----- EXTRACTED ENTRIES -----

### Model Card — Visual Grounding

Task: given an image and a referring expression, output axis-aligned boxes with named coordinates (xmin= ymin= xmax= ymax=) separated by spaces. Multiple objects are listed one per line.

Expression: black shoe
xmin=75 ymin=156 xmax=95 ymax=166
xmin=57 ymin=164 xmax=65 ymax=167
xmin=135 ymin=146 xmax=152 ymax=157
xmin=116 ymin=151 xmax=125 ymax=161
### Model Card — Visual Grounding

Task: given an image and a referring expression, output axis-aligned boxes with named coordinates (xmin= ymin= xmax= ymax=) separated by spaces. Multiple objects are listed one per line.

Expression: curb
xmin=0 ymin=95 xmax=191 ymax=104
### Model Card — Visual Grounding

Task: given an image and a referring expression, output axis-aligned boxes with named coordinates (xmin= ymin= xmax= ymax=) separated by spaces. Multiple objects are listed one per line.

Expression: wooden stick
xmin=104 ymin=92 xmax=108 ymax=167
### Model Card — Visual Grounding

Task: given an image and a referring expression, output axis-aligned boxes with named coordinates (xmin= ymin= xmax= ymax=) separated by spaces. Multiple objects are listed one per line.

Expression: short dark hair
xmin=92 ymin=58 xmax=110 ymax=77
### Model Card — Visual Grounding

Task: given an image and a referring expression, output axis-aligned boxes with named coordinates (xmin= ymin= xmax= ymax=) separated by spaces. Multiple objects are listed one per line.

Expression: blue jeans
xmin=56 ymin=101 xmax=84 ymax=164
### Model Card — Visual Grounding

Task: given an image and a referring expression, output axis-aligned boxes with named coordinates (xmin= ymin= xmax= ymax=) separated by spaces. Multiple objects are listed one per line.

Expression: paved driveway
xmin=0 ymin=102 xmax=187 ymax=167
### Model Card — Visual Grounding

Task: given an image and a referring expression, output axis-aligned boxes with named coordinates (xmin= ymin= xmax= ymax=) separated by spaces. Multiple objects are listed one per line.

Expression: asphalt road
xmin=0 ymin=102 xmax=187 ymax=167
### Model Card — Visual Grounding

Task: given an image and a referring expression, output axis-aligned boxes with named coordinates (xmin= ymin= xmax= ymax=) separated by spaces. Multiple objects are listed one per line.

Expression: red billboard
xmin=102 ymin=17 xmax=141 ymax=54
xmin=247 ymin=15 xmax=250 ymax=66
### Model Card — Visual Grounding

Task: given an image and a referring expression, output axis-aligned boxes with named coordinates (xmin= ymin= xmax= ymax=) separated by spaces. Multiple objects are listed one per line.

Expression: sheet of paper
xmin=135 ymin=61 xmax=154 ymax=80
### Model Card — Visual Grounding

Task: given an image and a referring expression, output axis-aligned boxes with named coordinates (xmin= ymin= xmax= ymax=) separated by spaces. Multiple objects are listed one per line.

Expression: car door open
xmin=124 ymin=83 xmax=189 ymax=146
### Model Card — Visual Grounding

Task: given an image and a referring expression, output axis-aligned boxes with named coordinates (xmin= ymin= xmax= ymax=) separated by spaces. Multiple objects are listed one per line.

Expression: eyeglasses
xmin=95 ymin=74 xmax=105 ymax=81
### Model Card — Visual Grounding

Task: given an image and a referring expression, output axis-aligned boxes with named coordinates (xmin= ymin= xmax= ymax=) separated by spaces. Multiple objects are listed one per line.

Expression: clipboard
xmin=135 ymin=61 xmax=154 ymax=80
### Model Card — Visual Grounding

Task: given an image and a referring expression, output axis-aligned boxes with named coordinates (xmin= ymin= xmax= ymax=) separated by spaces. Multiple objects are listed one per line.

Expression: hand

-----

(EXERCISE): Please output the lines above as a JSON list of strings, one string per line, leaving out blank lines.

(SOLVED EXERCISE):
[
  "### Model Card — Visual Grounding",
  "Task: given an image and a referring expression, output axis-aligned boxes with named coordinates (xmin= ymin= xmax= ymax=) separated by spaces. Multiple objects are listed one per line.",
  "Expression: black shoe",
  "xmin=75 ymin=156 xmax=95 ymax=166",
  "xmin=57 ymin=164 xmax=65 ymax=167",
  "xmin=135 ymin=146 xmax=152 ymax=157",
  "xmin=116 ymin=151 xmax=125 ymax=161",
  "### Model Card — Visual Grounding",
  "Task: given an image and a referring expression, output axis-aligned boxes with named coordinates (xmin= ymin= xmax= ymax=) separated by spaces. Multiple objects are listed one per line.",
  "Expression: curb",
  "xmin=0 ymin=95 xmax=191 ymax=104",
  "### Model Card — Visual Grounding",
  "Task: given an image and a referring expression, output axis-aligned boxes with named coordinates (xmin= ymin= xmax= ymax=) separated by spaces. Multiple objects are listed one per line.",
  "Expression: wooden stick",
  "xmin=104 ymin=92 xmax=108 ymax=167",
  "### Model Card — Visual Grounding",
  "Task: given an image and a referring expression, output axis-aligned boxes with named coordinates (xmin= ymin= xmax= ymax=) separated by spaces. Multiple objects are listed one per line.",
  "Expression: short dark hair",
  "xmin=92 ymin=58 xmax=110 ymax=77",
  "### Model Card — Visual Grounding",
  "Task: given an image and a referring expression, output axis-aligned boxes with named coordinates (xmin= ymin= xmax= ymax=) separated by spaces. Multiple objects are listed one per line.",
  "Expression: blue jeans",
  "xmin=56 ymin=101 xmax=84 ymax=164",
  "### Model Card — Visual Grounding",
  "Task: given an image and a referring expression, output axis-aligned boxes with named coordinates (xmin= ymin= xmax= ymax=) separated by spaces. Multiple objects are listed one per line.",
  "Expression: paved driveway",
  "xmin=0 ymin=102 xmax=187 ymax=167",
  "### Model Card — Visual Grounding",
  "Task: given an image and a referring expression, output axis-aligned boxes with named coordinates (xmin= ymin= xmax= ymax=) separated by spaces. Multiple objects are listed one per line.",
  "Expression: asphalt road",
  "xmin=0 ymin=102 xmax=187 ymax=167",
  "### Model Card — Visual Grounding",
  "Task: given an image and a referring expression, output axis-aligned boxes with named coordinates (xmin= ymin= xmax= ymax=) separated by spaces. Multiple objects are listed one per line.",
  "Expression: red billboard",
  "xmin=102 ymin=17 xmax=141 ymax=54",
  "xmin=247 ymin=15 xmax=250 ymax=66",
  "### Model Card — Visual Grounding",
  "Task: given an image and a referring expression, output axis-aligned boxes with named coordinates (xmin= ymin= xmax= ymax=) separated by spaces. Multiple objects are listed one per line.",
  "Expression: sheet of paper",
  "xmin=135 ymin=61 xmax=154 ymax=80",
  "### Model Card — Visual Grounding",
  "Task: given an image and a referring expression, output axis-aligned boxes with named coordinates (xmin= ymin= xmax= ymax=) separated by spaces. Multiple objects are listed one per line.",
  "Expression: car door open",
  "xmin=124 ymin=83 xmax=189 ymax=146",
  "### Model Card — Visual Grounding",
  "Task: given an image and a referring expression, output axis-aligned boxes with named coordinates (xmin= ymin= xmax= ymax=) separated by spaces. Multiple objects are listed one per line.",
  "Expression: eyeglasses",
  "xmin=95 ymin=74 xmax=105 ymax=81",
  "### Model Card — Visual Grounding",
  "Task: given an image and a referring expression, output axis-aligned boxes with named coordinates (xmin= ymin= xmax= ymax=) separated by spaces. Multiple objects are listed one per line.",
  "Expression: clipboard",
  "xmin=135 ymin=61 xmax=154 ymax=80",
  "### Model Card — Visual Grounding",
  "Task: given an image and a referring expression, output axis-aligned boxes with named coordinates (xmin= ymin= xmax= ymax=) separated by spaces. Multiple objects are listed one per line.",
  "Expression: hand"
]